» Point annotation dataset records
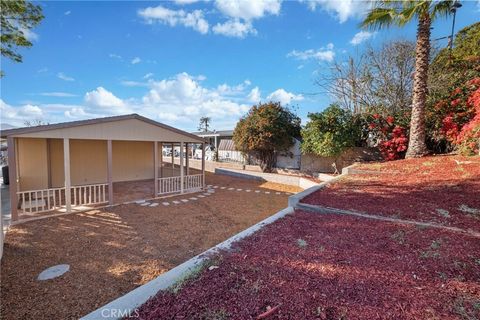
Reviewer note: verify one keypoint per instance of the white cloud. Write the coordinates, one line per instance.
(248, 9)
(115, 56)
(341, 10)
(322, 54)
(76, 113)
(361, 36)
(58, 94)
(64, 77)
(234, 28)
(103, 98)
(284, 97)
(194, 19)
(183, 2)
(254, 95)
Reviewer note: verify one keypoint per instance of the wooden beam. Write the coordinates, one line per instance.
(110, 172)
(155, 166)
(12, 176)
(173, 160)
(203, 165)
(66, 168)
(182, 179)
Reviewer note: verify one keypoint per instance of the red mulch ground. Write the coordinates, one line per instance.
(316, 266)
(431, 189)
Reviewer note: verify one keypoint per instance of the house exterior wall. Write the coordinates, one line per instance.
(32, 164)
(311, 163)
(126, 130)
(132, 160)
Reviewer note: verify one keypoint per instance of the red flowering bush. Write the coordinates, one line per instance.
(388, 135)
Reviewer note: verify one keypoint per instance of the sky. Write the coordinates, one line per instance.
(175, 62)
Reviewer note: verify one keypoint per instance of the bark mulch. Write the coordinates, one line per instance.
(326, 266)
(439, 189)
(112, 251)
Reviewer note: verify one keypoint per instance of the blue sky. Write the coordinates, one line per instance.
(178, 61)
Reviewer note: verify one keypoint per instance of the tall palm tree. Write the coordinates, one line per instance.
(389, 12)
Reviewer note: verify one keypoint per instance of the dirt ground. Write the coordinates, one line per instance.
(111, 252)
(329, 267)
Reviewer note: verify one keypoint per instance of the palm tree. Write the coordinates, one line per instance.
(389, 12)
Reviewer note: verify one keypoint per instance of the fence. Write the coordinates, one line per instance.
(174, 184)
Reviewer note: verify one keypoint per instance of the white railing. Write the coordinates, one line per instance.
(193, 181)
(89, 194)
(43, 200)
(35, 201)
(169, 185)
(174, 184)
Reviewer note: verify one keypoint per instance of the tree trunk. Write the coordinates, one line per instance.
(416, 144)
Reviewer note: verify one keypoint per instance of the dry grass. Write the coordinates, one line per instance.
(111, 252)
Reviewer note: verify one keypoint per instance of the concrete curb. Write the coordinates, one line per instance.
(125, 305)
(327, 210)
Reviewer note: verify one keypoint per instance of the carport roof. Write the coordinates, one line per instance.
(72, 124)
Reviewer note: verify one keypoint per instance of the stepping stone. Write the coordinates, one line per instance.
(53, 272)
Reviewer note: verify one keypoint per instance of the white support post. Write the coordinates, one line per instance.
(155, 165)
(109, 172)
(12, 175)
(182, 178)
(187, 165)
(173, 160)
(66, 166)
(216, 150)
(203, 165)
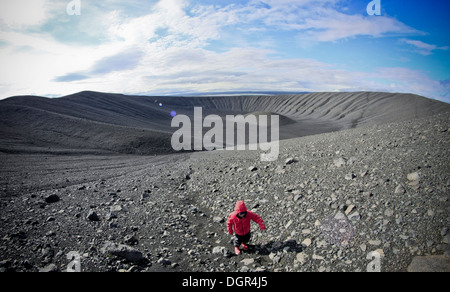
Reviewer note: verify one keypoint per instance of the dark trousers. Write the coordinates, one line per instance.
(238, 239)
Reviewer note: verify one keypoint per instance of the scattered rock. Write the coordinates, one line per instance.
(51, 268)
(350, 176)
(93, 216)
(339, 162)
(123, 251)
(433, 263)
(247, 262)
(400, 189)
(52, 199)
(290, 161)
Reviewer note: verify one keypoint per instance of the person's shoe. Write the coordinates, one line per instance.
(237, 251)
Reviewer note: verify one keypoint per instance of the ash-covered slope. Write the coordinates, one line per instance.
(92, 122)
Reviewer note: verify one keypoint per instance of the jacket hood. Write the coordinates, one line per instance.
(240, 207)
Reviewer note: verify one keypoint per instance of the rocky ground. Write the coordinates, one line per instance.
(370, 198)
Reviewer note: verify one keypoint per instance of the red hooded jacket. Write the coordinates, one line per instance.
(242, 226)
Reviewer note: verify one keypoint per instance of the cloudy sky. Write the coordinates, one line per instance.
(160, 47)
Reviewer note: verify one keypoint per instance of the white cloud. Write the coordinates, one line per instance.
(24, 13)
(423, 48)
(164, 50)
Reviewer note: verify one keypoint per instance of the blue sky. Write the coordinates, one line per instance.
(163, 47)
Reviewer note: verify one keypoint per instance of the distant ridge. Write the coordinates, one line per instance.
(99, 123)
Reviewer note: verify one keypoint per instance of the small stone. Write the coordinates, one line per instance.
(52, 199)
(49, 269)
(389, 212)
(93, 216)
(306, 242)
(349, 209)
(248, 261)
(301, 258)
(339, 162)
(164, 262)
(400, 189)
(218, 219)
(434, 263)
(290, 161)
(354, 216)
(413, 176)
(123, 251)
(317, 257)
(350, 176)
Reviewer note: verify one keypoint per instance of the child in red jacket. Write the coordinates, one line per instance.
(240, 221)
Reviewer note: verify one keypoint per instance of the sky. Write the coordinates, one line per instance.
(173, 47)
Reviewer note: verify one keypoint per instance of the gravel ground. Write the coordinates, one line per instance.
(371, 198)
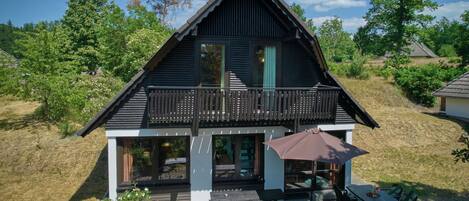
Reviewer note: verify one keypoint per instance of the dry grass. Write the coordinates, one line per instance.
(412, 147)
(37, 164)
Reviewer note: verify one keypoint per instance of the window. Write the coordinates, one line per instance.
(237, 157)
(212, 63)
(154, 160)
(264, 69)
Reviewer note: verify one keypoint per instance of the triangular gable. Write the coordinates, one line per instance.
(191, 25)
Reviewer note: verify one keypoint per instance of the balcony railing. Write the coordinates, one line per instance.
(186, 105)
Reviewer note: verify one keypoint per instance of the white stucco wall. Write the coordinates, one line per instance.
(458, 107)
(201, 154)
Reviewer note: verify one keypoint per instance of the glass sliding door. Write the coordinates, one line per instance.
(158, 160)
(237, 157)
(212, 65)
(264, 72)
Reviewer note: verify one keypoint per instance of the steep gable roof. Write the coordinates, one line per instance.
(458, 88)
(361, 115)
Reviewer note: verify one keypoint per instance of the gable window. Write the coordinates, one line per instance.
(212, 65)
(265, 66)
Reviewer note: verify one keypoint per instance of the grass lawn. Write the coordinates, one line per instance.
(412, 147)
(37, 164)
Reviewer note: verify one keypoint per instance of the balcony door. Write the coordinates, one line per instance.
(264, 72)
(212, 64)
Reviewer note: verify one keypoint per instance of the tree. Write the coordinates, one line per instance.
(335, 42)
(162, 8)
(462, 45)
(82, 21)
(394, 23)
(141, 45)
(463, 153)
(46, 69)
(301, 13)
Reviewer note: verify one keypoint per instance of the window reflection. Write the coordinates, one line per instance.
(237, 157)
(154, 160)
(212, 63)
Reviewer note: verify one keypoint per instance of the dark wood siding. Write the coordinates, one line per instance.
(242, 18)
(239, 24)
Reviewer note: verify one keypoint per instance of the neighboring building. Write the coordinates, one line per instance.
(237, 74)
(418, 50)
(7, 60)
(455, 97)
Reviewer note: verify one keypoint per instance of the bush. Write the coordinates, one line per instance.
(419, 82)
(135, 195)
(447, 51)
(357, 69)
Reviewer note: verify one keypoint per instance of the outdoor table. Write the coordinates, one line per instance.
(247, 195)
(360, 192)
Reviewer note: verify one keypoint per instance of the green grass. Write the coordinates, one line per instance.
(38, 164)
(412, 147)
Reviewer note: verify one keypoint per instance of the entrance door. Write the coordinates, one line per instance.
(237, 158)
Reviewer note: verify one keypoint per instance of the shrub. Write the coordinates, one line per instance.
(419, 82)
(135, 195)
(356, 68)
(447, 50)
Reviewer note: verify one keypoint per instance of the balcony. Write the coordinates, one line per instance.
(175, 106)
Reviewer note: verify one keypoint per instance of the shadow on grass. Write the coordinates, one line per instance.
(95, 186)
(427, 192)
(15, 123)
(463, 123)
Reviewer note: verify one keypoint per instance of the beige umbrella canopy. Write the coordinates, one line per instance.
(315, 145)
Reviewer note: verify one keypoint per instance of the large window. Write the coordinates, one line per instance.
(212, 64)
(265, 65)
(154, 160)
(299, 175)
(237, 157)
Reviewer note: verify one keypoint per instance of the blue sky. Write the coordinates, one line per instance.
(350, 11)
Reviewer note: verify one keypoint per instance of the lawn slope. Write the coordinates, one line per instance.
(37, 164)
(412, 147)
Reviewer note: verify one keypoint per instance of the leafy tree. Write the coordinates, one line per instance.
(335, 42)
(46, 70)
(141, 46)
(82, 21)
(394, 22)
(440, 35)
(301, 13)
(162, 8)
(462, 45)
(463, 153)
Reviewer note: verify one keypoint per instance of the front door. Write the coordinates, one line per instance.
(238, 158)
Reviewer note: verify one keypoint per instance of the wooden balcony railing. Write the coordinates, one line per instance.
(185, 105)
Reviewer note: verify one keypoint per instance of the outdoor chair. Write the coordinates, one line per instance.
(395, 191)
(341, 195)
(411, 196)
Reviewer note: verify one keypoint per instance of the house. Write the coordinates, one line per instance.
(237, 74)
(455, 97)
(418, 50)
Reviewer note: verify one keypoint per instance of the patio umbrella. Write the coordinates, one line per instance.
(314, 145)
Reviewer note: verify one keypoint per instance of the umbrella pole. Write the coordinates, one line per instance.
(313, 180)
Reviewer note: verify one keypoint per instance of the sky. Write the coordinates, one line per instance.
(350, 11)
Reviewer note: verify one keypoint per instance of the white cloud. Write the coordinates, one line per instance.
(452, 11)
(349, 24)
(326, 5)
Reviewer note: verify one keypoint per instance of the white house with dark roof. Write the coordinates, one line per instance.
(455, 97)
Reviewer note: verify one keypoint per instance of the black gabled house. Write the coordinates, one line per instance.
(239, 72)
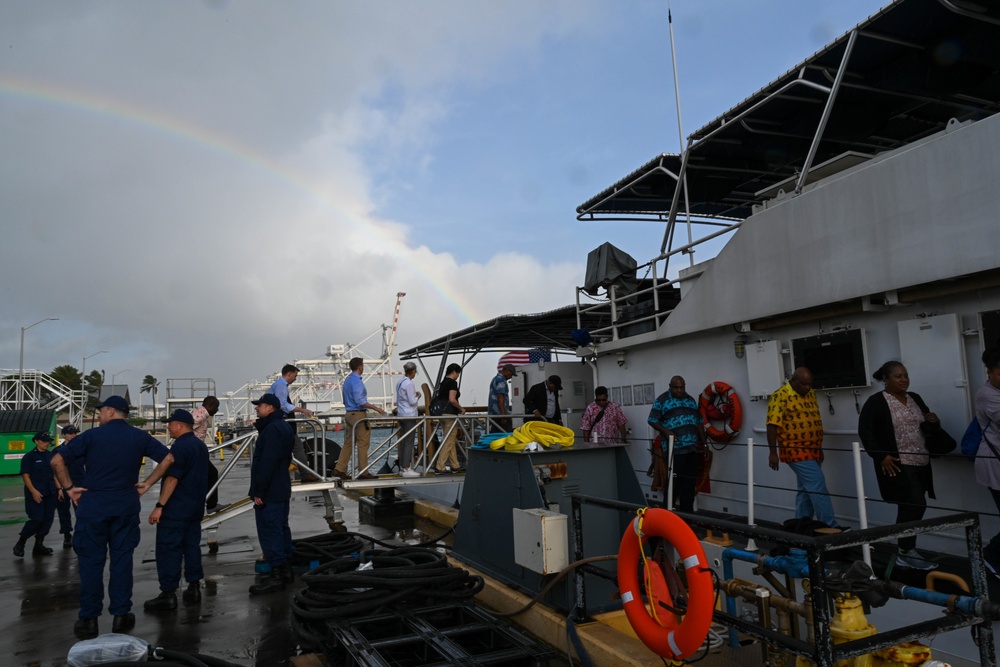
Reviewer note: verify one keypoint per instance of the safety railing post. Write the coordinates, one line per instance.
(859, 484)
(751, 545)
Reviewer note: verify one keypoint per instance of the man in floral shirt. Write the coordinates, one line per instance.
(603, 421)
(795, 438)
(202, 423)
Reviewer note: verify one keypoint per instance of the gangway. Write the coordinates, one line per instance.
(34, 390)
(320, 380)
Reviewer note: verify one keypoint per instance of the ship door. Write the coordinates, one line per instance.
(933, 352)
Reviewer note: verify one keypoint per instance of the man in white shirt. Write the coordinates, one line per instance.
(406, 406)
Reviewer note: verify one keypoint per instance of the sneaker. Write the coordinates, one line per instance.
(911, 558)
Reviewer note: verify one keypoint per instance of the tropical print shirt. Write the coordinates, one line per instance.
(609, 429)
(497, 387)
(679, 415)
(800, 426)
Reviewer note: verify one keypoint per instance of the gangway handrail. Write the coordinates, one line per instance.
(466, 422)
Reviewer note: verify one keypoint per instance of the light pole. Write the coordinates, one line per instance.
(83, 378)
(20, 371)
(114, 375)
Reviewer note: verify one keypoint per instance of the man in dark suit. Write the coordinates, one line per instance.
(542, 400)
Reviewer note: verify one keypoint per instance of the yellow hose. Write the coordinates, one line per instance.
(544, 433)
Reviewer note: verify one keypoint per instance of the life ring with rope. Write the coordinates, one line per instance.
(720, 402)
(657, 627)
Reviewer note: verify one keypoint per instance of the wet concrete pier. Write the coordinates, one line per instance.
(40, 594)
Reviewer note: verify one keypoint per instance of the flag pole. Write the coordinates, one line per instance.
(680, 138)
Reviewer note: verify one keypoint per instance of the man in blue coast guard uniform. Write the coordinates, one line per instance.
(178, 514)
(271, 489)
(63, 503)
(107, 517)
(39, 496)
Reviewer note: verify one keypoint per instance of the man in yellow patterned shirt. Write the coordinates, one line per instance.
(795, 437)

» Work to do
Output the lines from the line containing "Reviewer note: verify one keypoint per instance of the life" to the end, both included; add nothing.

» Task output
Reviewer note: verify one keypoint per instance of the life ring with rope. Write the coordinates, one line per instance.
(720, 402)
(657, 627)
Reviewer note: verify one keypoint per instance of the wet concrete pier. Write the coordinates, one line per instance.
(40, 594)
Reviewer note: verify one keypoint per instance of the flag pole. Write the coordinates, one line per instance.
(680, 138)
Reviewer note: verify one keypoint per instance of the man in blue coast guard uniform. Write the coordinates, one line per instance.
(178, 514)
(271, 489)
(63, 503)
(107, 517)
(39, 496)
Reviewer note: verify one keypoint per instance of the man in yellow patterned shirt. Write the coordinates, one line per instance.
(795, 437)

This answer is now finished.